Work to be completed:
Below is a block of records. Copy every line in it that contains the word "lower".

START Dataset entries

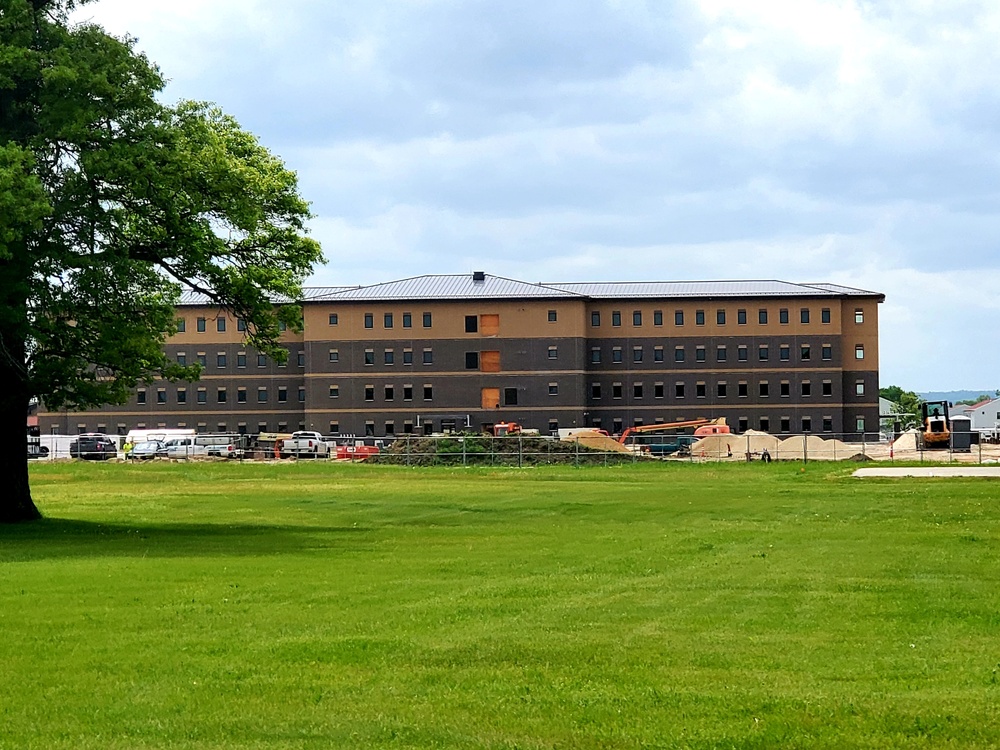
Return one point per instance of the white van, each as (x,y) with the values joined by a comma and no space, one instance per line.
(223,446)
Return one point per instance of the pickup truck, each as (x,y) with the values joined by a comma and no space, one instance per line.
(304,443)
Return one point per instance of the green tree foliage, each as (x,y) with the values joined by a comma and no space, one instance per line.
(110,203)
(906,404)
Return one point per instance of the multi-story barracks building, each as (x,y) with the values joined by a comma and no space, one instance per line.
(439,353)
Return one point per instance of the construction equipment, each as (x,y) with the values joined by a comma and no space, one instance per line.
(937,426)
(503,429)
(702,427)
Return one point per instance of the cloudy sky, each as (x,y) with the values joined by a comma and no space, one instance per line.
(592,140)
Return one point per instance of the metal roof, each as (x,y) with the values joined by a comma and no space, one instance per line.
(486,286)
(680,289)
(444,287)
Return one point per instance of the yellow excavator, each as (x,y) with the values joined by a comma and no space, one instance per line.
(937,425)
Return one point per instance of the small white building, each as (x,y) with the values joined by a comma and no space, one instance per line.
(985,416)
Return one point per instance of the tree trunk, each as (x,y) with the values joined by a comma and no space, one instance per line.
(15,501)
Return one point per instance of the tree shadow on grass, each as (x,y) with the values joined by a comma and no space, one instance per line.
(52,538)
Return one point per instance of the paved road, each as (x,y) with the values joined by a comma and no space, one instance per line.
(930,471)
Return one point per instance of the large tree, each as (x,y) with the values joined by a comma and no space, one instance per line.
(110,203)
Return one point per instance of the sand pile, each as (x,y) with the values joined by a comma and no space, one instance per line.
(715,446)
(816,448)
(907,441)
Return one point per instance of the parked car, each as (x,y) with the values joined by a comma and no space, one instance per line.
(304,443)
(37,451)
(145,450)
(93,447)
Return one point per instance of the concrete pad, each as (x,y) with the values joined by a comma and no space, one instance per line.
(930,471)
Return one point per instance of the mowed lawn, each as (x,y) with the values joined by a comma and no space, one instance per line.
(650,606)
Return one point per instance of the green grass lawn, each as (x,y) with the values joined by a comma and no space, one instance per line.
(328,606)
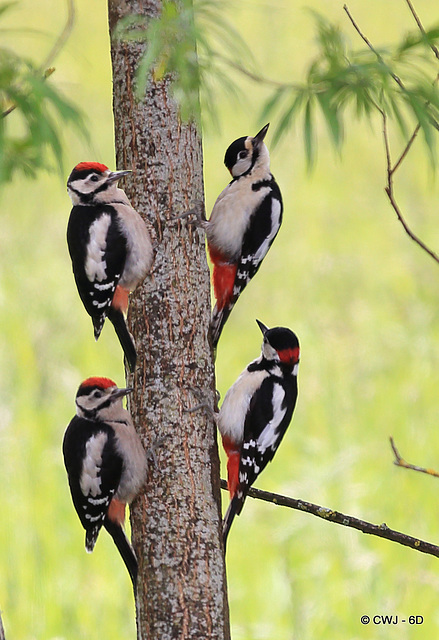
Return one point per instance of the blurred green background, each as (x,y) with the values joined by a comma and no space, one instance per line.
(360,295)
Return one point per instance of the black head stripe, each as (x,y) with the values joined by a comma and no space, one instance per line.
(232,152)
(281,338)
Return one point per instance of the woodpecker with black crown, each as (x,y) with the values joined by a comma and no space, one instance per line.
(256,412)
(106,464)
(244,222)
(110,248)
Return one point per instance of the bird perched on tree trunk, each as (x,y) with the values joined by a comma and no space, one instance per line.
(106,464)
(256,412)
(110,248)
(245,220)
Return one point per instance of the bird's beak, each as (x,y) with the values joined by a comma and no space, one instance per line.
(119,393)
(114,176)
(259,137)
(261,325)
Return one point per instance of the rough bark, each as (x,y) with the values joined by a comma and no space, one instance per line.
(176,521)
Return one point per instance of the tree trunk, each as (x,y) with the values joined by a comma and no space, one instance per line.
(176,523)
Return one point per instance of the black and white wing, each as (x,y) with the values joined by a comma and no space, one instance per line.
(98,251)
(94,471)
(258,238)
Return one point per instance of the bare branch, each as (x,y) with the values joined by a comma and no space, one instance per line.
(372,48)
(406,149)
(391,169)
(380,530)
(400,462)
(390,192)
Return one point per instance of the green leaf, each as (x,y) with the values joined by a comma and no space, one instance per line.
(308,131)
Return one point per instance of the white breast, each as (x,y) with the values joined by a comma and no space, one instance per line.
(90,482)
(139,247)
(268,436)
(95,265)
(236,403)
(231,215)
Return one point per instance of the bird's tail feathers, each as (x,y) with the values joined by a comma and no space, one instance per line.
(217,322)
(116,317)
(91,535)
(125,549)
(98,323)
(231,512)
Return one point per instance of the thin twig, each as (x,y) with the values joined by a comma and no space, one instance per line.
(400,462)
(379,530)
(390,192)
(372,48)
(391,169)
(406,149)
(421,28)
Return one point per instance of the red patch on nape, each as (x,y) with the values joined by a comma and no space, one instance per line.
(233,460)
(224,274)
(91,166)
(116,512)
(289,356)
(102,383)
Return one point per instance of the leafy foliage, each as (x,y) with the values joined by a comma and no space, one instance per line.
(185,43)
(32,115)
(398,82)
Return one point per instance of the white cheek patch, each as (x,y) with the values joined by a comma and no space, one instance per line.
(95,265)
(269,435)
(90,482)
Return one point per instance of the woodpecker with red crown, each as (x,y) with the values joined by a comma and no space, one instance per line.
(106,464)
(110,248)
(256,412)
(245,220)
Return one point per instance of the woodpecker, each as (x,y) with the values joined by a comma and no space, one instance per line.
(245,220)
(109,245)
(106,464)
(256,412)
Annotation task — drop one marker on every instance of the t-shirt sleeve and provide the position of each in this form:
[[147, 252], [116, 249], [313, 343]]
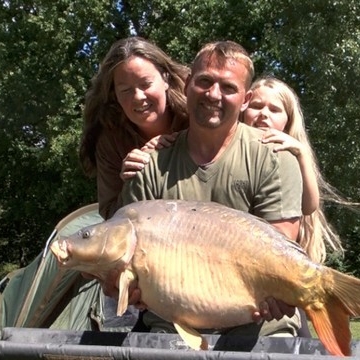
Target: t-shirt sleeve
[[109, 183], [279, 192]]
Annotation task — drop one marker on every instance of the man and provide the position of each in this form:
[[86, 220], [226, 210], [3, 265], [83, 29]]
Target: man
[[219, 159]]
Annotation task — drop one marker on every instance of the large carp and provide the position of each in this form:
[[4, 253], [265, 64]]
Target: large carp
[[204, 265]]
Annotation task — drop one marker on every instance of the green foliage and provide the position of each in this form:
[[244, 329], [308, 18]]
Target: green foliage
[[50, 50]]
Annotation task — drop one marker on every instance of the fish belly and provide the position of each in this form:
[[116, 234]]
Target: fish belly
[[210, 266]]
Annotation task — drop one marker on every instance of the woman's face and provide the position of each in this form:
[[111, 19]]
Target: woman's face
[[141, 91], [266, 110]]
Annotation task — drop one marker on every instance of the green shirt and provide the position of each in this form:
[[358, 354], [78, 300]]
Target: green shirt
[[248, 176]]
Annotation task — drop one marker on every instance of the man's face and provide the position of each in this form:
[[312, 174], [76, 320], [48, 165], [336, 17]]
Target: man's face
[[216, 94]]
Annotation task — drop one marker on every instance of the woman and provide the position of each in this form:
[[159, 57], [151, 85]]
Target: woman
[[137, 94], [275, 107]]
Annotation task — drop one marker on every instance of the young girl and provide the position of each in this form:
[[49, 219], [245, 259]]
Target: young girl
[[275, 107]]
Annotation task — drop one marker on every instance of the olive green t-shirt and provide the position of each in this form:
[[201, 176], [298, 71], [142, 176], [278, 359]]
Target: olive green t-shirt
[[248, 176]]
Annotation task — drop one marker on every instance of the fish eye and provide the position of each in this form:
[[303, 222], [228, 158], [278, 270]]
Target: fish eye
[[86, 234]]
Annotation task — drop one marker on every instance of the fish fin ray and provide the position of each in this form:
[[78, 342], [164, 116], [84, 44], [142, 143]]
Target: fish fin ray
[[191, 337], [124, 282], [347, 289], [331, 323]]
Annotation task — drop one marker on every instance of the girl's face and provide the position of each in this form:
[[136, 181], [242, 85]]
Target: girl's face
[[141, 92], [266, 110]]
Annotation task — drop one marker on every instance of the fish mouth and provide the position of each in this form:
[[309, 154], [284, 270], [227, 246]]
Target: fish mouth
[[60, 250]]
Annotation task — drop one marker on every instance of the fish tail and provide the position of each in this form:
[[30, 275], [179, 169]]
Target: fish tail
[[331, 319], [331, 323]]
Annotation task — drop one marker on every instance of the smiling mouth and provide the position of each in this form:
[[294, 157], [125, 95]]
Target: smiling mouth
[[142, 108]]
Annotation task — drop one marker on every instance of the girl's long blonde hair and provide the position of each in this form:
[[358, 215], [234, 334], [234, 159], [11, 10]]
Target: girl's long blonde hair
[[315, 234]]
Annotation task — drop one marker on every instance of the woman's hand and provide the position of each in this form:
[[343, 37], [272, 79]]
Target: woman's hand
[[285, 141], [136, 159], [160, 141]]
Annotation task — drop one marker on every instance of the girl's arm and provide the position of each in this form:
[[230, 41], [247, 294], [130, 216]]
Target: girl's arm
[[311, 196]]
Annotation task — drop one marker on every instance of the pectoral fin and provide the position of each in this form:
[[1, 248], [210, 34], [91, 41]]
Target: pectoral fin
[[124, 282], [191, 337]]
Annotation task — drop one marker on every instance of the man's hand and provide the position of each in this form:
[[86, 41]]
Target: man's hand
[[110, 288]]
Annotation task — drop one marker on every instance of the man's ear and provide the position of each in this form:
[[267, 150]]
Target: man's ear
[[187, 81], [247, 99]]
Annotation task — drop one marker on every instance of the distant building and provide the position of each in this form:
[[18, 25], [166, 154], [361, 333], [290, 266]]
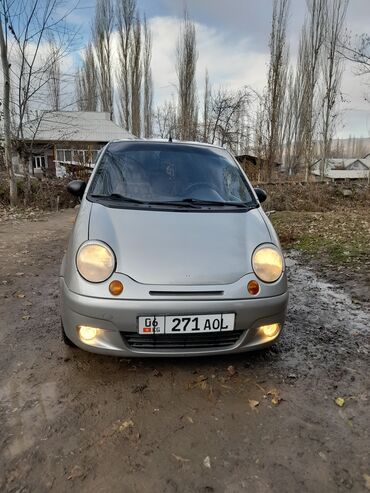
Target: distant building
[[253, 165], [60, 140], [343, 169]]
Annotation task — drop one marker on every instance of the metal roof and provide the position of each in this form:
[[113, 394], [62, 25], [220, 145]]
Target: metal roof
[[74, 126]]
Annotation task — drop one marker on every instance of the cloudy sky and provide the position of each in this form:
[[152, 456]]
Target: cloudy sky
[[232, 38]]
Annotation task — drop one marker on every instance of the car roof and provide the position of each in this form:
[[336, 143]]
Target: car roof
[[164, 141]]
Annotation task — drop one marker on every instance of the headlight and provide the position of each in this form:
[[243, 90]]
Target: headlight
[[95, 261], [267, 263]]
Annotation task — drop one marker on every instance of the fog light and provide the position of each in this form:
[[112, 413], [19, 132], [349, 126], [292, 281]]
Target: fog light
[[270, 330], [86, 333], [116, 288], [253, 287]]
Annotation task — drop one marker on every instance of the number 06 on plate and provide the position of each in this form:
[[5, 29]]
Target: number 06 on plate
[[185, 324]]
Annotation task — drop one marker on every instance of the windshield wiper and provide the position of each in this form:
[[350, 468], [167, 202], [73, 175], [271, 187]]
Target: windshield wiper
[[218, 203], [117, 196], [123, 198]]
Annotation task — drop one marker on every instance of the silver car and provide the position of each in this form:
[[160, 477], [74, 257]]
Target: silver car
[[171, 255]]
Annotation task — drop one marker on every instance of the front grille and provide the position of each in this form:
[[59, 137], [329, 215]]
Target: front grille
[[185, 341]]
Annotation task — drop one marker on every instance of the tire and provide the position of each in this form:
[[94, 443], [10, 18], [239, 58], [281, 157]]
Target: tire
[[67, 341]]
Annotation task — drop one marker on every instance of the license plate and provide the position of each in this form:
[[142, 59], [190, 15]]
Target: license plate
[[186, 324]]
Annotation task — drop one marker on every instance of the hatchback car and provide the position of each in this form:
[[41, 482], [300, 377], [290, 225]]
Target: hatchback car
[[171, 255]]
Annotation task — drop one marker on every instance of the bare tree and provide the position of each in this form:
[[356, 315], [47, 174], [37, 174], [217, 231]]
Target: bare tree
[[313, 38], [54, 75], [102, 35], [136, 78], [227, 110], [206, 107], [165, 119], [148, 82], [87, 83], [186, 59], [358, 52], [29, 24], [332, 69], [276, 81], [125, 12], [6, 103]]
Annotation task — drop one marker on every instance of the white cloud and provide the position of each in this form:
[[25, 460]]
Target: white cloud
[[230, 63]]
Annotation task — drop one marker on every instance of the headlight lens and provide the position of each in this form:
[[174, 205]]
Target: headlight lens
[[95, 262], [267, 263]]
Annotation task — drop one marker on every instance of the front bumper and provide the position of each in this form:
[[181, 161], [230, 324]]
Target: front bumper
[[117, 316]]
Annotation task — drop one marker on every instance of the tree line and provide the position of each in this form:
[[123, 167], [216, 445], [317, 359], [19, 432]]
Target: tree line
[[293, 120]]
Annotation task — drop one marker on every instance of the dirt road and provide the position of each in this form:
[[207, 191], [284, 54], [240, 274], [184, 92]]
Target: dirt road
[[264, 422]]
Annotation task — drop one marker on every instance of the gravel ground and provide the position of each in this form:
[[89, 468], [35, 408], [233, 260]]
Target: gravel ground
[[293, 418]]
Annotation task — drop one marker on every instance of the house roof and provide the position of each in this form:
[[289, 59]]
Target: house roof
[[252, 159], [335, 165], [74, 126]]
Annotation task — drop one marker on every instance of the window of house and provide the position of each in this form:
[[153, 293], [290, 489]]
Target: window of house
[[39, 162], [85, 157]]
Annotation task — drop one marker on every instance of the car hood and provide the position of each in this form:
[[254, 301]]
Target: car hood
[[180, 248]]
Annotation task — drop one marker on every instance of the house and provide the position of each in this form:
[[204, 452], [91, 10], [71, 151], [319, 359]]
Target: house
[[59, 140], [343, 169]]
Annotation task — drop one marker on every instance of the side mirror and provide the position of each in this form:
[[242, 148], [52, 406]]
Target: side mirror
[[76, 188], [261, 194]]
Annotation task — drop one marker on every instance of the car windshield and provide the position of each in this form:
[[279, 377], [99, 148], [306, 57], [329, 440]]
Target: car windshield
[[169, 173]]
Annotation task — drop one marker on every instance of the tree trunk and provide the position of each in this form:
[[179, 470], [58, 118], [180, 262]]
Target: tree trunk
[[6, 109]]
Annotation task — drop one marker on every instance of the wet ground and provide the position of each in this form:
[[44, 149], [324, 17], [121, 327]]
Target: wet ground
[[258, 422]]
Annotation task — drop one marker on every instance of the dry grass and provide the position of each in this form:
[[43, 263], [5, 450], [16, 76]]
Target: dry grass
[[338, 237]]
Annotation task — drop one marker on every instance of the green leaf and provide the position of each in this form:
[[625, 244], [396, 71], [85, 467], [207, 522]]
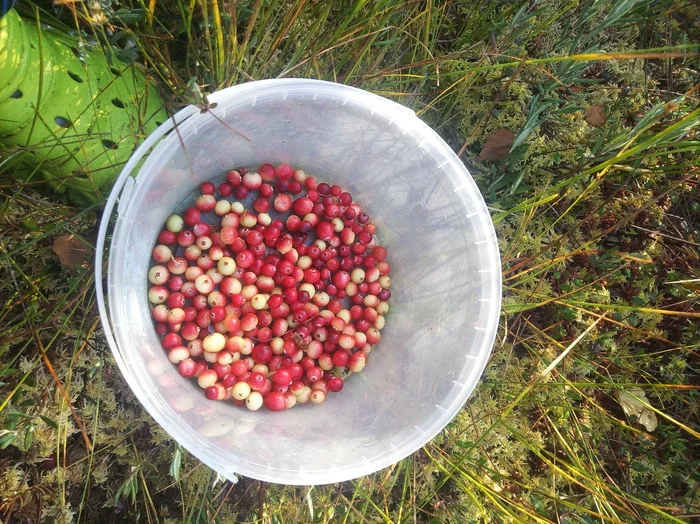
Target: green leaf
[[176, 463], [129, 16], [639, 301], [49, 422], [6, 438], [29, 436]]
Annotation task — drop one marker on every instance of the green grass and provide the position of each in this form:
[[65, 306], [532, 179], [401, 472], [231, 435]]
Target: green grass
[[598, 229]]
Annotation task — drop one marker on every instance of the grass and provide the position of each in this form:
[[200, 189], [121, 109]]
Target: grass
[[598, 229]]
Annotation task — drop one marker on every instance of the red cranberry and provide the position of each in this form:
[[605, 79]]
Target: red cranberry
[[275, 401]]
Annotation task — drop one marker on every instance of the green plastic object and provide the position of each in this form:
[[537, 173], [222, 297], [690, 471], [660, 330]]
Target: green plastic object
[[68, 115]]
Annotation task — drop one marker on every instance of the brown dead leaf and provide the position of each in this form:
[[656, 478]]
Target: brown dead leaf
[[497, 146], [595, 115], [72, 250]]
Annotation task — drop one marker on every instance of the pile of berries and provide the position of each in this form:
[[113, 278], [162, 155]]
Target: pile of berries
[[275, 304]]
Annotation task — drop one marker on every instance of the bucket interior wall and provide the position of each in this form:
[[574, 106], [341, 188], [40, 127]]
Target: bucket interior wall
[[445, 287]]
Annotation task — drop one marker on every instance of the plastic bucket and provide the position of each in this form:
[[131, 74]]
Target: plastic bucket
[[446, 284]]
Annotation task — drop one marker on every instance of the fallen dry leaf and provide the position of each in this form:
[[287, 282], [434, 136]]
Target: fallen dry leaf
[[632, 406], [72, 250], [595, 115], [497, 146]]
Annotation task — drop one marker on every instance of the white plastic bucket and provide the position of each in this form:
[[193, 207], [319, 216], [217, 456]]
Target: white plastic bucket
[[446, 284]]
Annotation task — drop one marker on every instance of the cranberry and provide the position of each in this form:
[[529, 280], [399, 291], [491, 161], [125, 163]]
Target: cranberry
[[275, 401]]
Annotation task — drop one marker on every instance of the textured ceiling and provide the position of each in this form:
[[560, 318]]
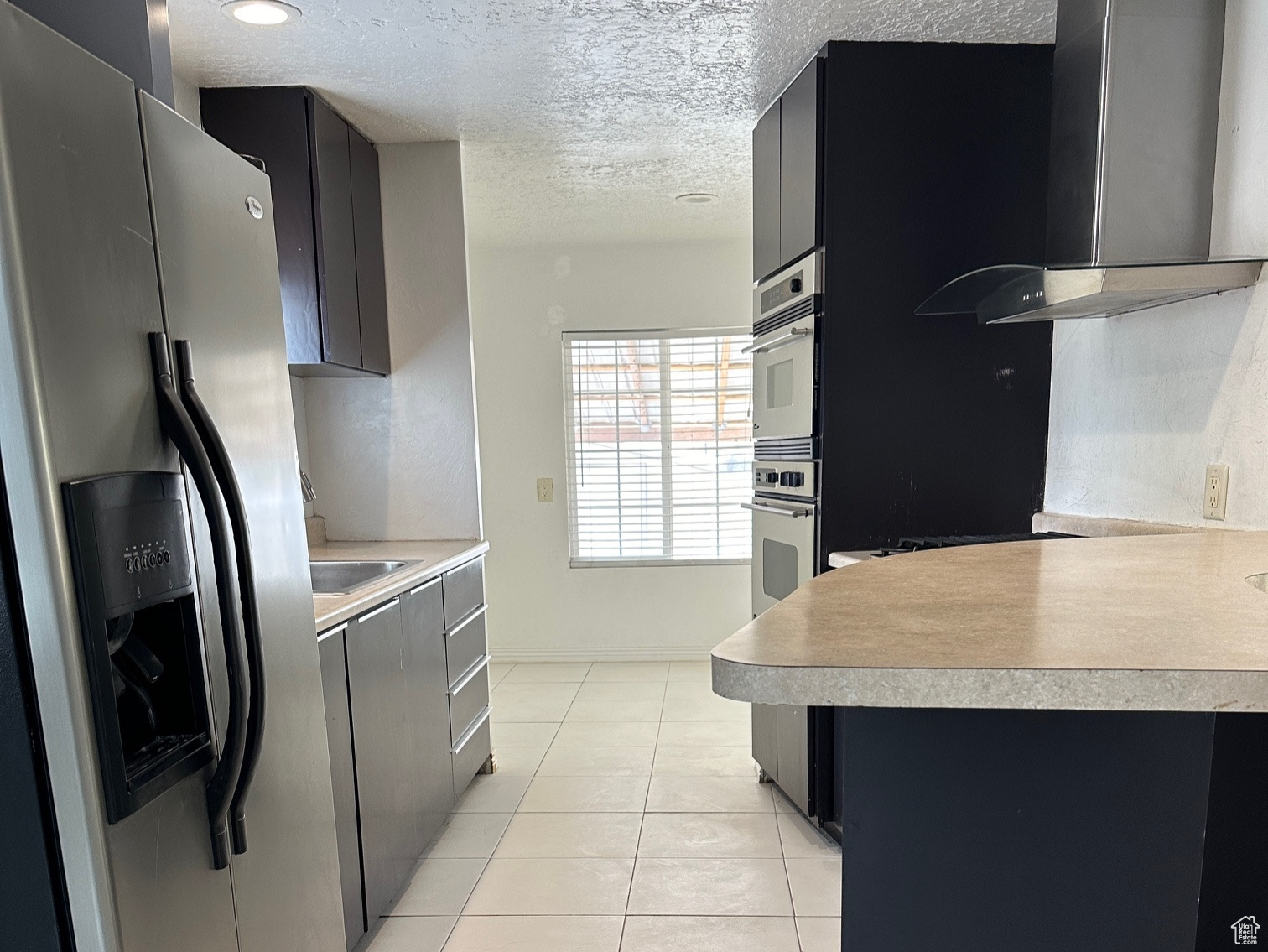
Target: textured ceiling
[[581, 119]]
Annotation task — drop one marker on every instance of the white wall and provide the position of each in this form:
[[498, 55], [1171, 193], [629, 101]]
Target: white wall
[[1141, 403], [394, 458], [522, 300]]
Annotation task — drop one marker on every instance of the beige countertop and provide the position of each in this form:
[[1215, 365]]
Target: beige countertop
[[1130, 622], [433, 558]]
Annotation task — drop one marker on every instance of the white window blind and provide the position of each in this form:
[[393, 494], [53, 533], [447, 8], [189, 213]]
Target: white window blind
[[661, 446]]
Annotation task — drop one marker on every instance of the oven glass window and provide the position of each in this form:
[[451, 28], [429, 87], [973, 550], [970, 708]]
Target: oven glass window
[[779, 384], [779, 568]]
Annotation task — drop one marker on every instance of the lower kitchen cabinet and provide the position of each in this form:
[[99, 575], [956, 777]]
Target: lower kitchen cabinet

END Dataset entries

Solution for this exercise:
Annotation task — drop one marker on every instance of the lower kitchen cabinet and provide the position of each in this form:
Target: lower kitchen cabinet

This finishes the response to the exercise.